▶ Entradas de datos extraídas:
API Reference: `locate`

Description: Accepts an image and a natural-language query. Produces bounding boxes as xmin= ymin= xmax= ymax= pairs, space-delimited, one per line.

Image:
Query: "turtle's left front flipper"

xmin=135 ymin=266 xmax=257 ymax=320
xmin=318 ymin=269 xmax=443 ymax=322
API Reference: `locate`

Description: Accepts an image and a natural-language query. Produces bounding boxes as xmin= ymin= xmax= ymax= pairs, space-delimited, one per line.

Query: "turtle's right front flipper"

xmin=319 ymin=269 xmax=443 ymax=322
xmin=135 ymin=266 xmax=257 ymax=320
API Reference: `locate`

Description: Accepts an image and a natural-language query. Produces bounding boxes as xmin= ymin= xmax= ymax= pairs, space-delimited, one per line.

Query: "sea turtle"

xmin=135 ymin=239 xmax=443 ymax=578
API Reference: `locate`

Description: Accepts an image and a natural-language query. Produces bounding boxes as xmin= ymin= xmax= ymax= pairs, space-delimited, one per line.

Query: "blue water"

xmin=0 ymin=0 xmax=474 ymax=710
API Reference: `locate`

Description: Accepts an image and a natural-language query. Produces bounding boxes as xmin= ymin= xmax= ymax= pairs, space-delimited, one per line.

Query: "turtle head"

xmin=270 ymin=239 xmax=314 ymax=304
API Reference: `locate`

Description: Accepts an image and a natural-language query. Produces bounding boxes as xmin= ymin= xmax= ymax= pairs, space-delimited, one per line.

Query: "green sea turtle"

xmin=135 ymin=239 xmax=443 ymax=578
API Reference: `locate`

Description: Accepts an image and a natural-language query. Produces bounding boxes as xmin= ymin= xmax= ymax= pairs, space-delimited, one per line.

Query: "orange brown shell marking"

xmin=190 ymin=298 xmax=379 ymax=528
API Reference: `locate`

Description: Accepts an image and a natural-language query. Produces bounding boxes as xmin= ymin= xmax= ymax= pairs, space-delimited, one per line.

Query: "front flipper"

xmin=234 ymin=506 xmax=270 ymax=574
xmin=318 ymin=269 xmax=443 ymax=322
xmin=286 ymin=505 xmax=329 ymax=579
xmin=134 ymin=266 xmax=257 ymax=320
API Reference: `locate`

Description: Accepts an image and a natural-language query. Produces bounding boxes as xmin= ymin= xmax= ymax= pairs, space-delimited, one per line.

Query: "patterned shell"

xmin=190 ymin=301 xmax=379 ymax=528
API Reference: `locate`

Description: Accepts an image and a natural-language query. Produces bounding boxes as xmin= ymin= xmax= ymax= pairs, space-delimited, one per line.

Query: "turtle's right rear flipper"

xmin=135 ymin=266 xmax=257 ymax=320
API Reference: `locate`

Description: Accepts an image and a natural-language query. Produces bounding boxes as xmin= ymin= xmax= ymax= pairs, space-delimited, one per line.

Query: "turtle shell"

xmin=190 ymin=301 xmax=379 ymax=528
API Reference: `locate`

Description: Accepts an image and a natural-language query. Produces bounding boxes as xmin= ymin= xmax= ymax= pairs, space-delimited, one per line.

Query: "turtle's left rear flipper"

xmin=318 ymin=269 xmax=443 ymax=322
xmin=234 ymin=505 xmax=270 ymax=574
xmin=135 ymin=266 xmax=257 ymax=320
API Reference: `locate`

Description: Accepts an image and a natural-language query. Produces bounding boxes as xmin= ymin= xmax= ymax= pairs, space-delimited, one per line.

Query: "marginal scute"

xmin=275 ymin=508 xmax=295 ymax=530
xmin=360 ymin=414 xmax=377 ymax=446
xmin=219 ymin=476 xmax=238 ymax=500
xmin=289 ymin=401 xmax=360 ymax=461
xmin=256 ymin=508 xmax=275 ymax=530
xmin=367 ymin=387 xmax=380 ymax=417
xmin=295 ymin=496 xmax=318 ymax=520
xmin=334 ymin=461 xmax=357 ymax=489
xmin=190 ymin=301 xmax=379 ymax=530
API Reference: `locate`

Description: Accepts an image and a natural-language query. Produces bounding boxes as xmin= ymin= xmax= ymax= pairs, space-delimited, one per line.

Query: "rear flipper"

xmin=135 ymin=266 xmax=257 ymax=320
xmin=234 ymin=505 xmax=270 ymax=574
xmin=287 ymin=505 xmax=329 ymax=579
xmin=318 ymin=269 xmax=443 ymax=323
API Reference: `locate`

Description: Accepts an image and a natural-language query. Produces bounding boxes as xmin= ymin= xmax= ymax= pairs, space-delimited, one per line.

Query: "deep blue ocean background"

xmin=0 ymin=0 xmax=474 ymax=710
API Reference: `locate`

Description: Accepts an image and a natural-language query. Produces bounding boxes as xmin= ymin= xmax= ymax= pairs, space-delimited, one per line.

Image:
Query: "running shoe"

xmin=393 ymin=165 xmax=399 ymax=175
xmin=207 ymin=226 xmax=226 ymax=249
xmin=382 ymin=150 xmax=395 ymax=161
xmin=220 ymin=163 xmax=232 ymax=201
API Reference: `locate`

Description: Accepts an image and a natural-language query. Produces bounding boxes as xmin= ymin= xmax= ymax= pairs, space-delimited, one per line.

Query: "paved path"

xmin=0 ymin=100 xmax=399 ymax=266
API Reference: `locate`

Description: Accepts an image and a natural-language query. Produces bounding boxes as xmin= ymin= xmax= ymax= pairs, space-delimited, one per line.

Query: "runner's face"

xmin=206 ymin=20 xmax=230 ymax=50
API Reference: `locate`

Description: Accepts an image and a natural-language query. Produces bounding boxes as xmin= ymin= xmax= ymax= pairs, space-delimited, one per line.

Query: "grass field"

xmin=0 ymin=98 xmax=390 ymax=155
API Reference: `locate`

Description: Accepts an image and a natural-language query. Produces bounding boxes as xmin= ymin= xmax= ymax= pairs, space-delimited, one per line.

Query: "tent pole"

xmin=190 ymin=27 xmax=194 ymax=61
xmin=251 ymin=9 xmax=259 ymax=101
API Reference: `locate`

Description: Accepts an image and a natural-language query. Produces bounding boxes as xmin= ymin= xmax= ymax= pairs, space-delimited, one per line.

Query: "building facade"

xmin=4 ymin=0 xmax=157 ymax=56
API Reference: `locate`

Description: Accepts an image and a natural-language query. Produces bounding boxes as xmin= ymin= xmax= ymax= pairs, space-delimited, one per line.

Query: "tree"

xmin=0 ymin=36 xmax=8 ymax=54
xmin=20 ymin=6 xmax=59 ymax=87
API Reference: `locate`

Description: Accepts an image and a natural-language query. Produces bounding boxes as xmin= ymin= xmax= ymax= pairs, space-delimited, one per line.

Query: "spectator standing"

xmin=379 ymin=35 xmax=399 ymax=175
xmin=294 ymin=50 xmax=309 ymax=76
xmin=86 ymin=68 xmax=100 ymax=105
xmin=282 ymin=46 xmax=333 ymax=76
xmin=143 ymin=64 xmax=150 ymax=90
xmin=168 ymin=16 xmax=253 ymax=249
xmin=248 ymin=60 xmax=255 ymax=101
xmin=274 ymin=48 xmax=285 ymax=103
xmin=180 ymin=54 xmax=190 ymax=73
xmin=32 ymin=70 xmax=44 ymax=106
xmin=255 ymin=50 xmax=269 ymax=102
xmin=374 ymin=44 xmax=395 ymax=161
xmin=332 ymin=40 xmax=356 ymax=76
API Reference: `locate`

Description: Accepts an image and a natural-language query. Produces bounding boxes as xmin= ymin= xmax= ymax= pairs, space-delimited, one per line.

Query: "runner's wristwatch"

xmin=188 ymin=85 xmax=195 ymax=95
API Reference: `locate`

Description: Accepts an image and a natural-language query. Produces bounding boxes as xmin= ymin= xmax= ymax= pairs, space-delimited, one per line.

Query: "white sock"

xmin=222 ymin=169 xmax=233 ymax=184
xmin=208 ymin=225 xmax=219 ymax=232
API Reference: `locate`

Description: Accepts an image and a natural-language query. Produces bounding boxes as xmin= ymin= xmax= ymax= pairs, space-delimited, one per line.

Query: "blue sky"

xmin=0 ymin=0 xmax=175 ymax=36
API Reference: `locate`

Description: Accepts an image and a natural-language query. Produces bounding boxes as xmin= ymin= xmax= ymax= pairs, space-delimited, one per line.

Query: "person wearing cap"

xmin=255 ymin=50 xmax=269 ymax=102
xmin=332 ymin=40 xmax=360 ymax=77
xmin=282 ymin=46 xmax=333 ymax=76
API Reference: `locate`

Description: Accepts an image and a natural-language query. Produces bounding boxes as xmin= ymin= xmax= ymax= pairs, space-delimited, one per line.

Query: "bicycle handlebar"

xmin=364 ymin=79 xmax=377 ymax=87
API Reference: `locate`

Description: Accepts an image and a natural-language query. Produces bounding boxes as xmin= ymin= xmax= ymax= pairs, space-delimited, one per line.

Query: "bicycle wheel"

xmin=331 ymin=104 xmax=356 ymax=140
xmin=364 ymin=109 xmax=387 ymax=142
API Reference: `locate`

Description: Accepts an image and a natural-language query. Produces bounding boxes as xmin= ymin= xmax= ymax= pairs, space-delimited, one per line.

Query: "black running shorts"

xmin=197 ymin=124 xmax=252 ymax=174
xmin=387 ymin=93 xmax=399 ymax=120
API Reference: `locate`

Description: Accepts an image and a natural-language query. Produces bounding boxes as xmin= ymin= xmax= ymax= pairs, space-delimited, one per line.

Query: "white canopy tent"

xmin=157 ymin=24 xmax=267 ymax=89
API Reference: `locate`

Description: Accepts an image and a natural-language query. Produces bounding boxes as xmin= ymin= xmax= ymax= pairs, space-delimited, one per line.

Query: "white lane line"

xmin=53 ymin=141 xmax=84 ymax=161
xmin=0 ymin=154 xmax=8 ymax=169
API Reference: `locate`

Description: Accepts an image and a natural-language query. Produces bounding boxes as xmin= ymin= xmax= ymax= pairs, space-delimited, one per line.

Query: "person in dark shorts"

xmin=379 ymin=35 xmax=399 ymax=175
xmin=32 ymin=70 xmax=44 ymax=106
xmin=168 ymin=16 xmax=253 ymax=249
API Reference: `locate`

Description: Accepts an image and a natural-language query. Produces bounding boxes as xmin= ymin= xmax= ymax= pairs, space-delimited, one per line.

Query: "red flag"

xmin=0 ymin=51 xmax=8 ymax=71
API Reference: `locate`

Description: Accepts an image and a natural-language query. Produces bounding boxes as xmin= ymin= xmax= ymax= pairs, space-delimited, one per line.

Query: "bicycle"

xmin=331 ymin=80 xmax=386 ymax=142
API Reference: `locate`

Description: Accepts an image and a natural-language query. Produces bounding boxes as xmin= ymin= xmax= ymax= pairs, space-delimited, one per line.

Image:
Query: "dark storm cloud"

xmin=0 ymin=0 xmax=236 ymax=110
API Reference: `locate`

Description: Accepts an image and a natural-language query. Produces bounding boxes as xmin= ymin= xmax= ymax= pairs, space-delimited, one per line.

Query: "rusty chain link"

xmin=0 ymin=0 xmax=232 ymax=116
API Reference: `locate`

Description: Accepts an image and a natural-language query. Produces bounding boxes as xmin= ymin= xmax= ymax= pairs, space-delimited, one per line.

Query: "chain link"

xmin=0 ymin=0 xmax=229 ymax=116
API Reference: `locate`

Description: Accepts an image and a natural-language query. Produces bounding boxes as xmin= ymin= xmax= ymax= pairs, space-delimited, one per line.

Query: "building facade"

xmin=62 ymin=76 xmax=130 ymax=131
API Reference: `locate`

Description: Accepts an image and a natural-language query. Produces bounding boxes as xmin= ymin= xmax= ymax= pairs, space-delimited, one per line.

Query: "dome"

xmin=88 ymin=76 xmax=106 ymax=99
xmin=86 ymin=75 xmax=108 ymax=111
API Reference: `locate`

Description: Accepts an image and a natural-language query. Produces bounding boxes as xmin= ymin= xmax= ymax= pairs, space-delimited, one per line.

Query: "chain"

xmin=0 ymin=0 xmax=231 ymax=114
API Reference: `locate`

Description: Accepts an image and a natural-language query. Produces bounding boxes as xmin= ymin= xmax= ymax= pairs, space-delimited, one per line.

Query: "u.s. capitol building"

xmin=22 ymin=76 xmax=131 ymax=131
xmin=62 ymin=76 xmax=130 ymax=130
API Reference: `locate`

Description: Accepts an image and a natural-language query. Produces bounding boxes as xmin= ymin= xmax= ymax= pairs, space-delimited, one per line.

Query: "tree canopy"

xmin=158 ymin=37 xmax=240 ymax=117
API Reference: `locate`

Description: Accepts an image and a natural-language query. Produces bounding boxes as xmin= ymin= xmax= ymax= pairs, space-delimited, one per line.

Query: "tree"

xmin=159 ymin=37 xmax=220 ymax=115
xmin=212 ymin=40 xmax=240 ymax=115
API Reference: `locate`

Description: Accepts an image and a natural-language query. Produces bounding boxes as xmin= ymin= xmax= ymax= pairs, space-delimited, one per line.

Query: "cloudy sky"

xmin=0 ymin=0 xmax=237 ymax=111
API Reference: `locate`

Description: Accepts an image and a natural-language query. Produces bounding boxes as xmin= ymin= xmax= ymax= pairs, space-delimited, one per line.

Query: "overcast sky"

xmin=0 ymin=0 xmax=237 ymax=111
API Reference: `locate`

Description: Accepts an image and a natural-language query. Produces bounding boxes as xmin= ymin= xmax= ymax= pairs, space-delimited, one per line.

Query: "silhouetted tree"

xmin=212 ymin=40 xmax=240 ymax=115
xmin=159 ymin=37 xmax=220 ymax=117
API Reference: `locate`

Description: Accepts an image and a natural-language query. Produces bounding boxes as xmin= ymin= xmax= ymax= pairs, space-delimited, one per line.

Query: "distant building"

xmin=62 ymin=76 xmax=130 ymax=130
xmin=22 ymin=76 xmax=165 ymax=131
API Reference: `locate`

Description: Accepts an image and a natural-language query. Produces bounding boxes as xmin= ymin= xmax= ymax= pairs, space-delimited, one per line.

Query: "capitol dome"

▶ Tarea planteada:
Por favor, reescribe como lista numerada la parte de los registros que va desde el comienzo hasta la línea que contiene "xmin=190 ymin=298 xmax=379 ymax=528", incluidas ambas, sin las líneas en blanco.

▶ Solución de la tarea:
1. API Reference: `locate`
2. Description: Accepts an image and a natural-language query. Produces bounding boxes as xmin= ymin= xmax= ymax= pairs, space-delimited, one per line.
3. Image:
4. Query: "turtle's left front flipper"
5. xmin=135 ymin=266 xmax=257 ymax=320
6. xmin=318 ymin=269 xmax=443 ymax=322
7. API Reference: `locate`
8. Description: Accepts an image and a natural-language query. Produces bounding boxes as xmin= ymin= xmax= ymax= pairs, space-delimited, one per line.
9. Query: "turtle's right front flipper"
10. xmin=319 ymin=269 xmax=443 ymax=322
11. xmin=135 ymin=266 xmax=257 ymax=320
12. API Reference: `locate`
13. Description: Accepts an image and a natural-language query. Produces bounding boxes as xmin= ymin= xmax= ymax= pairs, space-delimited, one per line.
14. Query: "sea turtle"
15. xmin=135 ymin=239 xmax=443 ymax=578
16. API Reference: `locate`
17. Description: Accepts an image and a natural-language query. Produces bounding boxes as xmin= ymin= xmax= ymax= pairs, space-delimited, one per line.
18. Query: "blue water"
19. xmin=0 ymin=0 xmax=474 ymax=710
20. API Reference: `locate`
21. Description: Accepts an image and a natural-language query. Produces bounding boxes as xmin= ymin= xmax= ymax= pairs, space-delimited, one per line.
22. Query: "turtle head"
23. xmin=270 ymin=239 xmax=314 ymax=304
24. API Reference: `locate`
25. Description: Accepts an image and a natural-language query. Produces bounding boxes as xmin= ymin= xmax= ymax= pairs, space-delimited, one per line.
26. Query: "green sea turtle"
27. xmin=135 ymin=239 xmax=443 ymax=578
28. API Reference: `locate`
29. Description: Accepts an image and a natural-language query. Produces bounding boxes as xmin= ymin= xmax= ymax= pairs, space-delimited, one per line.
30. Query: "orange brown shell marking"
31. xmin=190 ymin=298 xmax=379 ymax=528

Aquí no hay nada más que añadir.